> [TASK SET]
**a.** Answer these about the barrel jellyfish gonad text, one line each:
(i) What share of the wet weight of R. pulmo ovaries is water?
(ii) Which method was used for chemical characterization?
(iii) What mean diameter of lysis did the oocyte lysate show?
**b.** How would this sentence from the barrel jellyfish gonad text read in Spanish: "Jellyfish outbreaks in marine coastal areas represent an emergent problem worldwide, with negative consequences on human activities and ecosystem functioning."
**c.** What comes after the final sentence of the barrel jellyfish gonad text? Write the continuation.

> [TEXT SEGMENT]
......

Jellyfish outbreaks in marine coastal areas represent an emergent problem worldwide, with negative consequences on human activities and ecosystem functioning. However, potentially positive effects of jellyfish biomass proliferation may be envisaged as a natural source of bioactive compounds of pharmaceutical interest.

We investigated the biochemical composition of mature female gonads and lysozyme antibacterial activity of oocytes in the Mediterranean barrel jellyfish Rhizostoma Pulmo. Chemical characterization was performed by means of multinuclear and multidimensional NMR spectroscopy.

The ovaries of R. Pulmo were mainly composed of water (93.7 ± 1.9% of wet weight), with organic matter (OM) and dry weight made respectively of proteins (761.76 ± 25.11 µg mg−1 and 45.7 ± 1.5%), lipids (192.17 ± 10.56 µg mg−1 and 9.6 ± 0.6%), and carbohydrates (59.66 ± 2.72 µg mg−1 and 3.7 ± 0.3%).

Antibacterial lysozyme-like activity

The aqueous extract of R. pulmo gonads contained free amino acids, organic acids, and derivatives; the lipid extract was composed of triglycerides (TG), polyunsaturated fatty acids (PUFAs), di-unsaturated fatty acids (DUFAs), monounsaturated fatty acids (MUFAs), saturated fatty acids (SFAs), and minor components such as sterols and phospholipids.

The R. Pulmo oocyte lysate exhibited an antibacterial lysozyme-like activity (mean diameter of lysis of 9.33 ± 0.32 mm corresponding to 1.21 mg/mL of hen egg-white lysozyme).

......

> [DATA TO EXAMINE]
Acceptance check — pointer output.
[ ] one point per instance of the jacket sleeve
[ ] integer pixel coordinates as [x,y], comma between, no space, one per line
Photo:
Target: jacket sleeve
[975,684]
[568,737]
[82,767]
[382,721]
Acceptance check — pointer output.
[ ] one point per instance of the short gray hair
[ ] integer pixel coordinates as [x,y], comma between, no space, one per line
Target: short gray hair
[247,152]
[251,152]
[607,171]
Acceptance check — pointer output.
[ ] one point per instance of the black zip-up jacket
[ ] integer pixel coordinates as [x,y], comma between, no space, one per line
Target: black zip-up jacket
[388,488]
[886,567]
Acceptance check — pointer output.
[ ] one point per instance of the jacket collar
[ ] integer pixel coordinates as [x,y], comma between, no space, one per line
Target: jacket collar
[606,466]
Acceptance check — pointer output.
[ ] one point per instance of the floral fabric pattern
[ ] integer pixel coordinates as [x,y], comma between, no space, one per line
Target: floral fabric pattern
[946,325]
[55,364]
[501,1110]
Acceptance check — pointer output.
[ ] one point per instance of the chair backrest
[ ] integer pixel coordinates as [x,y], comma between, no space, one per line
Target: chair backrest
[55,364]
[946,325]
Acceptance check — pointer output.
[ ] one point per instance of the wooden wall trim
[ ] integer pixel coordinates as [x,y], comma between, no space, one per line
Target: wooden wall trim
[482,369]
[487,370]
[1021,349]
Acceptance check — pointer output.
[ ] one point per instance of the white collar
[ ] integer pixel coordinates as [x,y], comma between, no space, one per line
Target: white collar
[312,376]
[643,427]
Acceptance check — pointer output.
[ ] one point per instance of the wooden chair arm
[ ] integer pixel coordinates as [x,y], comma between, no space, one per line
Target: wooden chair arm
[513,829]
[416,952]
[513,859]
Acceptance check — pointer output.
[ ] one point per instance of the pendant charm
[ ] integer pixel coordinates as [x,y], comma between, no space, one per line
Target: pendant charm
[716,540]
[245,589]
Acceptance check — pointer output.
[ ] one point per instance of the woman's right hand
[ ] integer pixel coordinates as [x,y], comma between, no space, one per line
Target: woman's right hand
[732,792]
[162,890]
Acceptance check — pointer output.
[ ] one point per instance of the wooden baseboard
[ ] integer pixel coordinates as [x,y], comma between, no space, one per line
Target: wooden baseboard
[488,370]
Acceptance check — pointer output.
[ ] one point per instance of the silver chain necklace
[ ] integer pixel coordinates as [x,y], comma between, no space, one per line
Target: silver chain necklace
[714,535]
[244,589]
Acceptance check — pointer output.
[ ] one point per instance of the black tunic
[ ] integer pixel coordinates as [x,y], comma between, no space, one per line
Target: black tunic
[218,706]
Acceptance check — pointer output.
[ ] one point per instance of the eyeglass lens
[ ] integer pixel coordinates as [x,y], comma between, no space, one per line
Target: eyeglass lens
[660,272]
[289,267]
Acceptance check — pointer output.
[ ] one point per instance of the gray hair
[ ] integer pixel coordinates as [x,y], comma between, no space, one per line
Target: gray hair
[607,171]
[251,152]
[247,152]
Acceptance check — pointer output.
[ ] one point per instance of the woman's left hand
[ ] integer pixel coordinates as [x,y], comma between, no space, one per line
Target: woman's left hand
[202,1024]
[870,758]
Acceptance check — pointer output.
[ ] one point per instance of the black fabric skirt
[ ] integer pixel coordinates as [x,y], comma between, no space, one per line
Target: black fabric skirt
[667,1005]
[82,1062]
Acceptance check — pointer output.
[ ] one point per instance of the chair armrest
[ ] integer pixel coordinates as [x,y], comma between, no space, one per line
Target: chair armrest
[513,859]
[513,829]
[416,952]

......

> [ANSWERS TO THE EXERCISE]
**a.**
(i) 93.7 ± 1.9%
(ii) Multinuclear and multidimensional NMR spectroscopy
(iii) 9.33 ± 0.32 mm, corresponding to 1.21 mg/mL of hen egg-white lysozyme

**b.** Las proliferaciones de medusas en las zonas costeras marinas representan un problema emergente a nivel mundial, con consecuencias negativas para las actividades humanas y el funcionamiento de los ecosistemas.

**c.**
The occurrence of defense molecules is a crucial mechanism to grant healthy development of mature eggs and fertilized embryos (and the reproductive success of the species) by preventing marine bacterial overgrowth.

As a corollary, these results call for future investigations for exploitation of R. Pulmo bio-masses as a resource of bioactive metabolites of biotechnological importance including pharmaceuticals and nutrition.

In conclusion, R. Pulmo ovaries and oocytes could represent a promising source of bioactive compounds for different applications mainly in the pharmaceutical field or as specialty feed.

In particular, the antibacterial lysozyme-like activity suggests that this jellyfish species may represent a new and renewable resource for drugs discovery. Moreover, the presence of ω-3 PUFAs encourages their potential exploitation as sources of these compounds in the production of fish feed.

Further studies will help to standardize a sustainable exploitation pilot system to use different jellyfish fractions for different purposes (e.g., food, feed) and beneficial services for human well-being.